*THE TASK:*
Give back the whole listing exactly as written, leaving out each picture.
------------------------------------------------------------------------
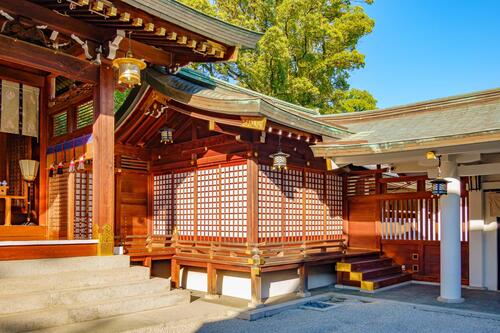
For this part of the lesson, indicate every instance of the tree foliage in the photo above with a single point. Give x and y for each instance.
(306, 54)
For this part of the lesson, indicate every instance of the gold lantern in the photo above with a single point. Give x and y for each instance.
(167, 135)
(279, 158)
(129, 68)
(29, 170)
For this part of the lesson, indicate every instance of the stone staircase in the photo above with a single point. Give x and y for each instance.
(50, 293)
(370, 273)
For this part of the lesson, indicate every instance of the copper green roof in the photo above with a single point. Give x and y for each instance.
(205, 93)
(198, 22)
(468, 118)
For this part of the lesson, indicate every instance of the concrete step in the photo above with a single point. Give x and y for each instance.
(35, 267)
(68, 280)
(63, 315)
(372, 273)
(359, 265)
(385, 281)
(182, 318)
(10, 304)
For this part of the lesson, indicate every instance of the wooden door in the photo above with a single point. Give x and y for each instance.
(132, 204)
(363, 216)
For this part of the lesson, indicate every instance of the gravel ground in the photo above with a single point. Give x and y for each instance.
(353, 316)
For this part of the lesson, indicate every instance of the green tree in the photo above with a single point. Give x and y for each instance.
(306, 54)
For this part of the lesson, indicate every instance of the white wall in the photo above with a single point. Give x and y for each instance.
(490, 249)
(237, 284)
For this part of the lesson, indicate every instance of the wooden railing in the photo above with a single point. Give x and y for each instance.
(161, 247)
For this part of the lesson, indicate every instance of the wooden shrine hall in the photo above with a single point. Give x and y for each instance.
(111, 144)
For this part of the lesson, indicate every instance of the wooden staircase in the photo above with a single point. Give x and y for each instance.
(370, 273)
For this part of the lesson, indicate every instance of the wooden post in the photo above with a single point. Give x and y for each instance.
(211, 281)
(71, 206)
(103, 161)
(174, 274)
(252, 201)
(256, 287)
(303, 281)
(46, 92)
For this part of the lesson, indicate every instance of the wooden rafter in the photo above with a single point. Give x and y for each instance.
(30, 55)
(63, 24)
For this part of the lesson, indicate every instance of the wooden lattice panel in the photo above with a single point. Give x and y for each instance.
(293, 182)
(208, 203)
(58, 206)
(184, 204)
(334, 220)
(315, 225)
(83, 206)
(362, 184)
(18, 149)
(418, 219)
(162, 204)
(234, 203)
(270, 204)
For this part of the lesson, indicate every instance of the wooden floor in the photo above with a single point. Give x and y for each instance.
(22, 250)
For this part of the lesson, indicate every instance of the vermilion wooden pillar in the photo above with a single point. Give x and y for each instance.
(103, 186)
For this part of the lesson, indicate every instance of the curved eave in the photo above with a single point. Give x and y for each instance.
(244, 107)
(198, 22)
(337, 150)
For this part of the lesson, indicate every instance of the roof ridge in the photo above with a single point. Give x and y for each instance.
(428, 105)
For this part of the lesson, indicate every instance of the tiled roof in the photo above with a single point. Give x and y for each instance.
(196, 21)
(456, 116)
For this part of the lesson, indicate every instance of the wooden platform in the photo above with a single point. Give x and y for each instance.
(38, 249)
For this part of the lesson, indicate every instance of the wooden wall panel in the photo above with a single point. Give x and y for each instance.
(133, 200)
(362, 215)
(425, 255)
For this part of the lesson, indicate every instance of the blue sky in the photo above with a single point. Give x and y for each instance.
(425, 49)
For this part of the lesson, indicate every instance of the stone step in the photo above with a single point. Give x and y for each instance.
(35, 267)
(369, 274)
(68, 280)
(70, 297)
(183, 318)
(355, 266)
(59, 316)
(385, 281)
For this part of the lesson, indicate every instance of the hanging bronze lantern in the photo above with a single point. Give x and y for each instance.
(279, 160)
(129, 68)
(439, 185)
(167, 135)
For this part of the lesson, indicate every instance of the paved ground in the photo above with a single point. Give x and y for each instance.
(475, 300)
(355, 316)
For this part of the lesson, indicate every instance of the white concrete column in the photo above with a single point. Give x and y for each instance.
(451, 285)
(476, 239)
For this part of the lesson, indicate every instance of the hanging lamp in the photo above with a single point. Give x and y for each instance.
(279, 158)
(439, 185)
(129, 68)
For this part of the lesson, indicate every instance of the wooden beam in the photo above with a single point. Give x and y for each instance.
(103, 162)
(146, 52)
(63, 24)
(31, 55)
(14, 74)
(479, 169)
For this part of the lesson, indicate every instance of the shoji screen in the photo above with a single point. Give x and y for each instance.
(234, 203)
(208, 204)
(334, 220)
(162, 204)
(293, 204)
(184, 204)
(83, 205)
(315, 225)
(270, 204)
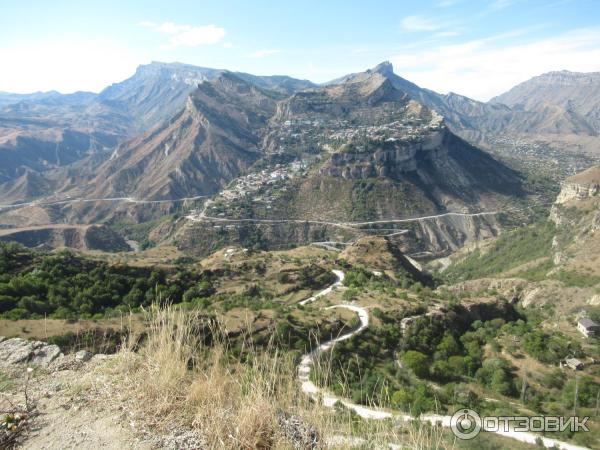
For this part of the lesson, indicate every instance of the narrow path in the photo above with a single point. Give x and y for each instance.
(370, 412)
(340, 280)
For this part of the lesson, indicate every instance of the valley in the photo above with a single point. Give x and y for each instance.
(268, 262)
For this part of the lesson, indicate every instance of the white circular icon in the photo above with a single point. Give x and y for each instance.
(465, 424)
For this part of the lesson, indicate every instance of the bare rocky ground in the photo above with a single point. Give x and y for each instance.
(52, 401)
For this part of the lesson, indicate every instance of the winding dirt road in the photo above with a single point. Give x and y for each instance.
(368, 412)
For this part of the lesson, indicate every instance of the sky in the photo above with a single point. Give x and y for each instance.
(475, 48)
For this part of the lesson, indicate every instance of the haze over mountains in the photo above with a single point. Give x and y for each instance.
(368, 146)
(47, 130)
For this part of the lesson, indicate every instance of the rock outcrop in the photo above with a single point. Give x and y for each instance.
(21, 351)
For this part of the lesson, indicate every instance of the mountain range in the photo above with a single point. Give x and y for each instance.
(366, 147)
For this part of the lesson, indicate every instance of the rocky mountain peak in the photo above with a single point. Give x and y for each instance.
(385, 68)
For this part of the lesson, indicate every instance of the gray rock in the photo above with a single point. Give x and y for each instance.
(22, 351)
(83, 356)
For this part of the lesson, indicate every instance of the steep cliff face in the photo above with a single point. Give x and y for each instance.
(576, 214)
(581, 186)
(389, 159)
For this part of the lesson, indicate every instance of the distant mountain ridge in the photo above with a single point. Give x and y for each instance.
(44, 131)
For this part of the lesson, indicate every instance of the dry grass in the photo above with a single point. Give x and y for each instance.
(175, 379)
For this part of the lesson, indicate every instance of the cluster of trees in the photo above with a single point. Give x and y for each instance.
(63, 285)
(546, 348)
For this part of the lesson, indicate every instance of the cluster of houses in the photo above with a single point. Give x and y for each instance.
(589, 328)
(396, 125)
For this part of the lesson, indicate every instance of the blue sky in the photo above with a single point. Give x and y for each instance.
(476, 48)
------------------------------------------------------------------------
*ANSWER TO THE PROBLEM:*
For this part of the lesson, indicate every instance of the tree foliage in the photo above with a single point. Give x and y for each instance.
(306, 54)
For this part of the lesson, indicate every instance of the gold lantern in the photo above with a single point. Give x and y for each instance.
(167, 135)
(279, 158)
(129, 68)
(29, 170)
For this part of the lesson, indicate every instance of the stone staircase in the photo above with a single point. Give x and y for each instance.
(50, 293)
(370, 273)
For this part of the lesson, indicate every instance of the copper green roof in the photo above with a single point. Give x and y for each instance.
(205, 93)
(198, 22)
(468, 118)
For this part of the lesson, indicate every instance of the concrete step in the photo above with a single point. Give x and y for each instance.
(35, 267)
(68, 280)
(63, 315)
(372, 273)
(359, 265)
(385, 281)
(182, 318)
(10, 304)
For this part of the lesson, indicate every instance of the wooden door in the photo above with a single point. Give x and y for each instance.
(132, 204)
(363, 216)
For this part of the lesson, indicate every instance of the gravel ground in the photo above with a single point. Give x and y for each instance.
(353, 316)
For this part of the lesson, indicate every instance of the green tree in the photo above with a single point. Give x and y for each instance.
(306, 54)
For this part of the lesson, indicate every instance of the white wall in the photo above with a single point. Give x and y for each instance.
(490, 249)
(237, 284)
For this part of the lesson, indicate every instance of the wooden railing in the photo above with a single point. Give x and y for each instance.
(161, 247)
For this part of the lesson, indicate every instance of the wooden shrine hall in the photo above with a single point. Give x and y for each instance.
(111, 144)
For this part of the lesson, indicate every instance of the wooden staircase in the photo above with a single point. Give x and y for each instance.
(370, 273)
For this part of the lesson, indicate every instance of the wooden post in the photo above with a single point. Give x and y for each instance.
(211, 281)
(71, 206)
(103, 161)
(174, 274)
(252, 201)
(256, 287)
(303, 281)
(46, 92)
For this part of the lesson, indicate every instance of the wooden rafter in the photo above with a single point. Give x and y for each instance.
(30, 55)
(63, 24)
For this part of the lesson, indicate every instance of the wooden lattice panel in the photo above with a single point. Give x and y for each instance.
(293, 182)
(208, 203)
(58, 206)
(184, 204)
(334, 220)
(315, 225)
(83, 206)
(362, 184)
(18, 149)
(418, 219)
(162, 204)
(234, 203)
(270, 204)
For this part of the lesson, indicate every instance of the wooden floor in the photo above with a single point. Give x and y for each instance.
(22, 250)
For this part of the lesson, indicate every instance of the vermilion wooden pillar in the photo above with a single point. Give x and y for each instance.
(103, 186)
For this part of the lesson, indicate every instance of the curved eave in the photo above with a single point. Give x and y for each instance.
(244, 107)
(198, 22)
(337, 150)
For this part of the lesson, indicate every instance of the roof ridge in the photo above with a single point. Give x and y for each instance.
(428, 105)
For this part of the lesson, indicate every instance of the tiled roof in the photo above with a single point. Give x and y for each instance.
(196, 21)
(456, 116)
For this part of the lesson, indicate every instance of the wooden platform in the photo above with a single point. Give x and y for each instance.
(38, 249)
For this part of the lesson, indicate every instance of the wooden wall panel in the photo above with a single point. Give x and y for each instance.
(133, 200)
(362, 215)
(425, 255)
For this part of the lesson, indicate every instance of the blue sky in the photo above with a single point. Give x and y for each instance.
(425, 49)
For this part of the lesson, indicate every instance of the stone step in the photo above with a single point. Give x and y for each instance.
(35, 267)
(369, 274)
(68, 280)
(70, 297)
(183, 318)
(355, 266)
(59, 316)
(385, 281)
For this part of the lesson, indicate every instance of the hanging bronze lantern in the photo above with a single point. Give x and y for each instance.
(279, 160)
(129, 68)
(439, 185)
(167, 135)
For this part of the lesson, indicate every instance of the paved ground in the photo above with a single point. Give x and y for each instance.
(475, 300)
(355, 316)
For this part of the lesson, indicate every instance of the white concrete column in the photo above with a single point. Give x and y for each instance.
(451, 285)
(476, 239)
For this part of the lesson, indicate every instance of the hanging lamp in the photo above with a single point. Give x and y for each instance.
(279, 158)
(439, 185)
(129, 68)
For this part of the lesson, indicate every instance of the wooden beam in the photo above with a single point. Give x and y for each instance.
(103, 162)
(146, 52)
(63, 24)
(31, 55)
(14, 74)
(479, 169)
For this part of the lesson, indicate every instance of the shoji screen in the photo above with a single point. Give x and y for each instance.
(234, 203)
(208, 204)
(334, 220)
(162, 204)
(293, 204)
(184, 204)
(83, 205)
(315, 225)
(270, 204)
For this part of the lesson, indicate every instance of the narrow path in the photo above with a single point. Give x and y for each instance.
(370, 412)
(340, 280)
For this part of the lesson, indicate every instance of the valley in the photo above with a single point. Give x and y for each instance.
(268, 262)
For this part of the lesson, indicate every instance of the white circular icon in the photo above with a single point. Give x and y for each instance.
(465, 424)
For this part of the lesson, indicate every instance of the bare rocky ground in the photo above with a single point. Give x and y for each instance.
(52, 401)
For this part of the lesson, indicate every instance of the winding dirt road in the photo above with a single point. Give x and y for each instance.
(368, 412)
For this part of the lesson, indicate every instance of the sky in the photo above with a single point. Give x and y for each instance.
(475, 48)
For this part of the lesson, indicate every instance of the haze over mountains in the photo above with a single point. Give x and y for each instance.
(368, 146)
(47, 130)
For this part of the lesson, indicate every instance of the rock outcrop in the photo above with a single point. Give x and y for each instance.
(21, 351)
For this part of the lesson, indicate every instance of the mountain range in the photo above with a single point. Give x and y for each instance.
(366, 147)
For this part of the lesson, indicate every instance of the rocky mountain peak in the photo above with a single point. Give x and y for each instance.
(385, 68)
For this part of the lesson, indicate every instance of the gray rock in the photo above with a single point. Give x and y for each instance.
(22, 351)
(83, 356)
For this part of the lesson, indicate every instance of the steep cliff face in the photo above with a single point. Give x and y for each instance.
(576, 214)
(581, 186)
(389, 159)
For this part of the lesson, indicate every instance of the distant mountain ridge in the photo above with a single point. Give x and y for each instance.
(44, 131)
For this part of the lesson, indicate every instance of the dry grass in the photo above with a single point. Give x and y for each instance.
(175, 379)
For this part of the lesson, indicate every instance of the cluster of trees in the photo above with a single point. Give x and y for each instance.
(63, 285)
(546, 348)
For this part of the lesson, indicate every instance of the cluster of houses in the photo above with a single point. Give x and y for each instance.
(589, 328)
(396, 125)
For this part of the lesson, indicate every instance of the blue sky in the photo above with a single point. Give x and y for each instance.
(476, 48)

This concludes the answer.